◆ Your objective ◆
Keep the wording of the records intact as you retype them, and omit every image.

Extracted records
------------

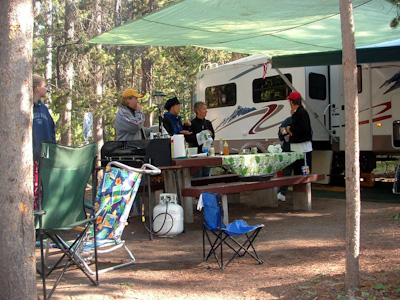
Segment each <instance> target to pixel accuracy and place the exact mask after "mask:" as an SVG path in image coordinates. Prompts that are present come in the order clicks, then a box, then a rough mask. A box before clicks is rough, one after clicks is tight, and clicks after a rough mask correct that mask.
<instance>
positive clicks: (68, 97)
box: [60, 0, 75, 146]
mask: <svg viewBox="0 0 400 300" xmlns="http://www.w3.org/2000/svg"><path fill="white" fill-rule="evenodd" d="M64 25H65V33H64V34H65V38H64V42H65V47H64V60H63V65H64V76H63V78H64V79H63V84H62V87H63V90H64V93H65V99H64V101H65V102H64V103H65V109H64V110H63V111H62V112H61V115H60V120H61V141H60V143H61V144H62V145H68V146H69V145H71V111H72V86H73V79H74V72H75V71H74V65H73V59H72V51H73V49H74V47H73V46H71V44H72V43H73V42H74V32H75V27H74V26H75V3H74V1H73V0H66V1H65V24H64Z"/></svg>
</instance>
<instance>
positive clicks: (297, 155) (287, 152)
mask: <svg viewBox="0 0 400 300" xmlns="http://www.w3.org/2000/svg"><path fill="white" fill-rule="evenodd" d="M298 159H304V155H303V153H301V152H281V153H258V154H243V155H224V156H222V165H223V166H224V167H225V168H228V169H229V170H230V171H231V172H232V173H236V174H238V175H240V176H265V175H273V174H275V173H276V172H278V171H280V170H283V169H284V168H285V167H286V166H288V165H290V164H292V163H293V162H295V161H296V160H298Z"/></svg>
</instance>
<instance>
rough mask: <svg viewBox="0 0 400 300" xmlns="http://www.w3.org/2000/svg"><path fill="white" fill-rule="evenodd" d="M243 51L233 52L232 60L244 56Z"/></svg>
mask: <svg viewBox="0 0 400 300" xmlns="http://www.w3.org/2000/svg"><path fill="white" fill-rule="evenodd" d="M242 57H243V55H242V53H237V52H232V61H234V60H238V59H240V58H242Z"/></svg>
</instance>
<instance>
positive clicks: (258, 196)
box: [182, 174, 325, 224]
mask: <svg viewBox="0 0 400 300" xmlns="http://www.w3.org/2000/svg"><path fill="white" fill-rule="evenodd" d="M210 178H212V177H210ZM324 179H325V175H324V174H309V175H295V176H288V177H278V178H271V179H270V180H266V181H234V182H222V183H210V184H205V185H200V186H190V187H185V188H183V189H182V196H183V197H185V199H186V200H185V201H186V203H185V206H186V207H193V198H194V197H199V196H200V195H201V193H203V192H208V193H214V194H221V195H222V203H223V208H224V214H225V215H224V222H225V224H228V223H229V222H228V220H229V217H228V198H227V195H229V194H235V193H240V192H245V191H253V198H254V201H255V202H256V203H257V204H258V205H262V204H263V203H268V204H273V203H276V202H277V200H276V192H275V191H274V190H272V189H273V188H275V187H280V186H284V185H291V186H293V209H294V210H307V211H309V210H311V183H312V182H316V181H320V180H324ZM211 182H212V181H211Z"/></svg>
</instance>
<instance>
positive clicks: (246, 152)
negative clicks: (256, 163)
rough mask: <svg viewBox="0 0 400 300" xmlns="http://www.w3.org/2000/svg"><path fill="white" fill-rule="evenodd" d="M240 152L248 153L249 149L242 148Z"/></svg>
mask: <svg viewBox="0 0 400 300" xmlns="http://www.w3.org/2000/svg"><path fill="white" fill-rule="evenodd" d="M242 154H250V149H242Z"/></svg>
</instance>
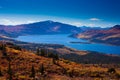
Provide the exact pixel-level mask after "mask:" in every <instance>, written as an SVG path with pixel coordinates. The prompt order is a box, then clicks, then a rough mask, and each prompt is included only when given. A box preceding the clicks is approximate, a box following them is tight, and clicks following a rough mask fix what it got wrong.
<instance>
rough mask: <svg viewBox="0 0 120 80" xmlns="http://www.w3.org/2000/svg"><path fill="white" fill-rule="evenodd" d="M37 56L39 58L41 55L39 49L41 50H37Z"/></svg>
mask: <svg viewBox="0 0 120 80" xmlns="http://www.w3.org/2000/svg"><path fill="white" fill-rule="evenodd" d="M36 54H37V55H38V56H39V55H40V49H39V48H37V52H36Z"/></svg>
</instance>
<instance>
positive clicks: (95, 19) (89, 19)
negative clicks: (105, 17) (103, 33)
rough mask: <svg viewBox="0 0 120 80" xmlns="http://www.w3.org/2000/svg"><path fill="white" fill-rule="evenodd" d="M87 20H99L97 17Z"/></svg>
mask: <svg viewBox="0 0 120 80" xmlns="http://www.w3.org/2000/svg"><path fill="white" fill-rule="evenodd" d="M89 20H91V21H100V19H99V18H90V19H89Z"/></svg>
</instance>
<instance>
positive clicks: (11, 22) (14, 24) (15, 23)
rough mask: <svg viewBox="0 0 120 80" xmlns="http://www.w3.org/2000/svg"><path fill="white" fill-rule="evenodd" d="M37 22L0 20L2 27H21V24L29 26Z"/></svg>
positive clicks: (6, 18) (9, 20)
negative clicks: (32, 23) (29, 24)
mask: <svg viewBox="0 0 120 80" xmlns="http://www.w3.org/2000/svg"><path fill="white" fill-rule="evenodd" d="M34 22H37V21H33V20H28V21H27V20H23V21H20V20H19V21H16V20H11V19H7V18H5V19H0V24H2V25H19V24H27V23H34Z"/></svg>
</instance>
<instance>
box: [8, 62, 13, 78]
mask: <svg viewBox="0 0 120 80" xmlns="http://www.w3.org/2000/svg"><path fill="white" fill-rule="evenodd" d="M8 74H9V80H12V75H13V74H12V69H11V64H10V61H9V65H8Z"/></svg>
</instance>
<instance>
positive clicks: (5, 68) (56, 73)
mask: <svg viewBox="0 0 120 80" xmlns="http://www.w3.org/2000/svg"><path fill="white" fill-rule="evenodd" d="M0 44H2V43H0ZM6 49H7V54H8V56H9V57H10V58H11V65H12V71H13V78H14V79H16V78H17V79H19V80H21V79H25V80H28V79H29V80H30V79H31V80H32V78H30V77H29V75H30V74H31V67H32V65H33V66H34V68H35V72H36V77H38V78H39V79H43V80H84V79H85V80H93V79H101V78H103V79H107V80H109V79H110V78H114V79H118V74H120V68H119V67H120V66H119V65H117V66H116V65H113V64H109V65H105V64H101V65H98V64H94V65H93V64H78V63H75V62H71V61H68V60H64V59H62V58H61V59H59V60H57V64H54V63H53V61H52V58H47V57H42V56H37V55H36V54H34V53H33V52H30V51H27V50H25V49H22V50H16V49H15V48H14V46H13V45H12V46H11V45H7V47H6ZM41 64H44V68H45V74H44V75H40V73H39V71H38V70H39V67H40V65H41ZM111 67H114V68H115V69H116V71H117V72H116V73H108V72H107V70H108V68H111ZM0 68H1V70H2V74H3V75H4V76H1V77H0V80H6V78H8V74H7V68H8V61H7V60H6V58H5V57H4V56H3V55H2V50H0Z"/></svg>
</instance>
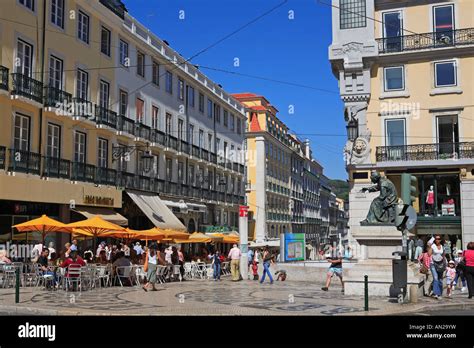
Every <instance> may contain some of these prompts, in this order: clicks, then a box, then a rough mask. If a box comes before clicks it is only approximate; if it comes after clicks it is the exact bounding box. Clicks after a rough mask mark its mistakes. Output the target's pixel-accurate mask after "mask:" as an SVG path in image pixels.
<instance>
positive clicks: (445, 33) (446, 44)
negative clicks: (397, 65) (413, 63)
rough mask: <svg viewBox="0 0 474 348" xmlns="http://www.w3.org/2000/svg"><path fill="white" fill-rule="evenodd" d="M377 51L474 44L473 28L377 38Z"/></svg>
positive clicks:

------------

◆ Answer box ◆
Segment each <instance> target to pixel accuracy and place the exact mask after "mask:" as an SVG path in image coordinates. Prompts that are present come in the order clicks, then a box, then a rough mask. A box before clicks is rough, one after clicks is tight, and clicks after a rough mask correct that mask.
<instance>
positive clicks: (68, 97)
box: [60, 0, 75, 146]
mask: <svg viewBox="0 0 400 300" xmlns="http://www.w3.org/2000/svg"><path fill="white" fill-rule="evenodd" d="M64 25H65V33H64V34H65V38H64V42H65V47H64V60H63V65H64V76H63V78H64V79H63V84H62V87H63V90H64V93H65V99H64V101H65V102H64V103H65V109H64V110H63V111H62V112H61V115H60V120H61V141H60V143H61V144H62V145H68V146H69V145H71V111H72V86H73V79H74V72H75V71H74V65H73V59H72V51H73V49H74V47H73V46H71V44H72V43H73V42H74V32H75V27H74V26H75V3H74V1H73V0H66V1H65V24H64Z"/></svg>
</instance>
<instance>
positive clicks: (297, 155) (287, 152)
mask: <svg viewBox="0 0 400 300" xmlns="http://www.w3.org/2000/svg"><path fill="white" fill-rule="evenodd" d="M298 159H304V155H303V153H301V152H281V153H258V154H243V155H224V156H222V165H223V166H224V167H225V168H228V169H229V170H230V171H231V172H232V173H236V174H238V175H240V176H265V175H273V174H275V173H276V172H278V171H280V170H283V169H284V168H285V167H286V166H288V165H290V164H292V163H293V162H295V161H296V160H298Z"/></svg>
</instance>
<instance>
rough mask: <svg viewBox="0 0 400 300" xmlns="http://www.w3.org/2000/svg"><path fill="white" fill-rule="evenodd" d="M243 51L233 52L232 60L244 56Z"/></svg>
mask: <svg viewBox="0 0 400 300" xmlns="http://www.w3.org/2000/svg"><path fill="white" fill-rule="evenodd" d="M242 57H243V55H242V53H237V52H232V61H234V60H238V59H240V58H242Z"/></svg>
</instance>
<instance>
positive clicks: (258, 196)
box: [182, 174, 325, 224]
mask: <svg viewBox="0 0 400 300" xmlns="http://www.w3.org/2000/svg"><path fill="white" fill-rule="evenodd" d="M210 178H212V177H210ZM324 179H325V175H324V174H309V175H295V176H288V177H278V178H271V179H270V180H266V181H234V182H222V183H210V184H205V185H200V186H190V187H185V188H183V189H182V196H183V197H185V199H186V200H185V201H186V203H185V206H186V207H193V198H194V197H199V196H200V195H201V193H203V192H208V193H214V194H221V195H222V203H223V208H224V214H225V215H224V222H225V224H228V223H229V222H228V220H229V217H228V198H227V195H229V194H235V193H240V192H245V191H253V198H254V201H255V202H256V203H257V204H258V205H262V204H263V203H268V204H273V203H276V202H277V200H276V192H275V191H274V190H272V189H273V188H275V187H280V186H284V185H291V186H293V209H294V210H307V211H309V210H311V183H312V182H316V181H320V180H324ZM211 182H212V181H211Z"/></svg>
</instance>
<instance>
positive clicks: (246, 152)
negative clicks: (256, 163)
rough mask: <svg viewBox="0 0 400 300" xmlns="http://www.w3.org/2000/svg"><path fill="white" fill-rule="evenodd" d="M240 152L248 153L249 149L242 148Z"/></svg>
mask: <svg viewBox="0 0 400 300" xmlns="http://www.w3.org/2000/svg"><path fill="white" fill-rule="evenodd" d="M242 154H250V149H242Z"/></svg>
</instance>
Provide the exact pixel-level mask after "mask:" in every <instance>, written as an SVG path with pixel coordinates. The prompt order is a box, then clicks, then a rough mask, and each prompt is included only when given. A box preceding the clicks is approximate, a box following them is tight, and clicks following a rough mask fix what it got wrong.
<instance>
rough mask: <svg viewBox="0 0 120 80" xmlns="http://www.w3.org/2000/svg"><path fill="white" fill-rule="evenodd" d="M37 56L39 58L41 55L39 49L41 50H37Z"/></svg>
mask: <svg viewBox="0 0 120 80" xmlns="http://www.w3.org/2000/svg"><path fill="white" fill-rule="evenodd" d="M36 54H37V55H38V56H39V55H40V49H39V48H37V52H36Z"/></svg>
</instance>
<instance>
positive clicks: (95, 19) (89, 19)
negative clicks: (105, 17) (103, 33)
rough mask: <svg viewBox="0 0 120 80" xmlns="http://www.w3.org/2000/svg"><path fill="white" fill-rule="evenodd" d="M87 20H99L97 17Z"/></svg>
mask: <svg viewBox="0 0 120 80" xmlns="http://www.w3.org/2000/svg"><path fill="white" fill-rule="evenodd" d="M89 20H91V21H100V19H99V18H90V19H89Z"/></svg>
</instance>
<instance>
positive clicks: (11, 22) (14, 24) (15, 23)
rough mask: <svg viewBox="0 0 120 80" xmlns="http://www.w3.org/2000/svg"><path fill="white" fill-rule="evenodd" d="M37 22L0 20L2 27H21V24L29 26Z"/></svg>
positive clicks: (6, 18) (9, 20)
negative clicks: (32, 23) (29, 24)
mask: <svg viewBox="0 0 120 80" xmlns="http://www.w3.org/2000/svg"><path fill="white" fill-rule="evenodd" d="M34 22H37V21H33V20H28V21H27V20H23V21H20V20H19V21H16V20H11V19H7V18H5V19H0V24H2V25H19V24H27V23H34Z"/></svg>
</instance>
<instance>
box: [8, 62, 13, 78]
mask: <svg viewBox="0 0 120 80" xmlns="http://www.w3.org/2000/svg"><path fill="white" fill-rule="evenodd" d="M8 74H9V80H12V75H13V74H12V69H11V64H10V61H9V65H8Z"/></svg>
</instance>
<instance>
positive clicks: (5, 68) (56, 73)
mask: <svg viewBox="0 0 120 80" xmlns="http://www.w3.org/2000/svg"><path fill="white" fill-rule="evenodd" d="M0 44H2V43H0ZM6 49H7V54H8V56H9V57H10V58H11V65H12V71H13V78H14V79H16V78H17V79H19V80H21V79H25V80H28V79H29V80H30V79H31V80H32V78H30V77H29V75H30V74H31V67H32V65H33V66H34V68H35V72H36V77H38V78H39V79H43V80H84V79H85V80H93V79H101V78H103V79H107V80H109V79H110V78H114V79H118V74H120V68H119V67H120V66H119V65H117V66H116V65H113V64H109V65H105V64H101V65H98V64H94V65H93V64H78V63H75V62H71V61H68V60H64V59H62V58H61V59H59V60H57V64H54V63H53V61H52V58H47V57H42V56H37V55H36V54H34V53H33V52H30V51H27V50H25V49H22V50H16V49H15V48H14V46H13V45H12V46H11V45H7V47H6ZM41 64H44V68H45V74H44V75H40V73H39V71H38V70H39V67H40V65H41ZM111 67H114V68H115V69H116V71H117V72H116V73H108V72H107V70H108V68H111ZM0 68H1V70H2V74H3V75H4V76H1V77H0V80H6V78H8V74H7V68H8V61H7V60H6V58H5V57H4V56H3V55H2V50H0Z"/></svg>
</instance>
Every <instance> may contain some of these prompts, in this order: clicks, then a box, then a rough mask. If a box comes before clicks it is only approximate; if it comes after clicks it is the exact bounding box. Clicks after a rough mask mark its mistakes. Output the target's pixel-accurate mask after "mask:" as an SVG path in image pixels.
<instance>
positive clicks: (445, 33) (446, 44)
negative clicks: (397, 65) (413, 63)
rough mask: <svg viewBox="0 0 474 348" xmlns="http://www.w3.org/2000/svg"><path fill="white" fill-rule="evenodd" d="M377 51L474 44L473 28L377 38Z"/></svg>
positive clicks:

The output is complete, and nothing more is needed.